Things to do ::
[1] Answer these questions about the forum thread on scripting support, one answer per line, marked as the questions are:
(a) How many lines of Perl does Alex say his command-line script takes to download all his pdf's project?
(b) What does Oleg Chernavin call the biggest issue?
(c) What is Alex ready to be for a future version with scripting?
[2] What is the Spanish for this sentence from the forum thread on scripting support: "But we do have this in our plans."
[3] Write the next part of the forum thread on scripting support, picking up right after its last quoted line.

Text segment ::
Also I seen somebody else in this forum just recommended you to have a scripting-defined program's logic, too. It is a great idea - believe me. Say, you can combine your program with a Perl-like scripts (with all of Perl's string adjusting and parsing power)... - and your soft will be unbeatable forever. With scripts, your soft will be able to download ALL with no exceptions - dump database, catch all non-standart protocols (include secured or crypted ones), all password-protected areas and all dynamic-generated pages (if the user's hands not so curved to define the correct script, of course - but that will be up to user, not to program's limitations). Just for example - I can download all my pdf's project just with 10-lines Perl commandline script. No parsing of unnecessary, no waiting for something unknown, no errors in the process. Imagine, if you can provide such of scripting power to your program...:)

Hope to see something like this in future versions, and I am ready to be a beta-tester of that...:)

Thanks,
Alex
Oleg Chernavin 09/05/2007 01:54 am
Yes, I am thinking about this. The biggest issue is performance. The software will have to run scripts that usually takes more time than just executing a fixed code. And when you have too many scripts attached (users will be able to write theirs) - this takes much time to run each of them.

But we do have this in our plans.

Oleg.
Alex 09/06/2007 10:04 am
> The biggest issue is performance. The software will have to run scripts that usually takes more time
> than just executing a fixed code.
Yes, agreed. But..."What you pay is what you get" (c) :)

>And when you have too many scripts attached (users will be able to write theirs) - this takes much time
>to run each of them.

Collected data ::
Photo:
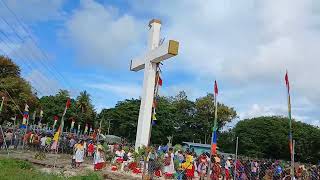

Answers given ::
[1]
(a) 10 lines
(b) Performance
(c) A beta-tester

[2] Pero sí lo tenemos en nuestros planes.

[3]
Partially agreed. As you said right before - usually to DOWNLOAD the file is much longer than to PROCESS the one. And all modern CPUs (even low-end ones) are powerful enough to "chewing up the data" - I dont think that even a 10-20 parallel scripting threads will slowing down the whole system. Remember - the WWW servers (with php,asp,cgi etc) easily can do 10-20 concurrent threads per each user (and hundreds concurrent users per time). Of course all of this depending to the script's complicasy - but usually they would be not too complicated (as your program itself is well enough). Just for the very special cases the scripts will go.
That's how I imagine that.

Or there could be a two versions of your software - Lite (as it is now) and Pro (scriptable). Your choice, buddy.

> But we do have this in our plans.
Where can I apply for the beta? :)

PS: I'll try your updated SR1 today. Will let u know the results.

Thanks,
Alex
Alex 09/25/2007 11:48 am
I am also think that it should be a good idea to control the PARSING queue somehow (as well as it is now for the DOWNLOAD queue). Just to start/stop/delete/move the files to be parsed within the queue.

Thanks,
Alex
Oleg Chernavin 09/25/2007 11:52 am
Yes, I thought about this. But I am nore sure where to place the control for it in the user interface. Too many features are there already.

Oleg.
Oleg Chernavin 09/25/2007 01:00 pm
Yes, I will think about this.

Oleg.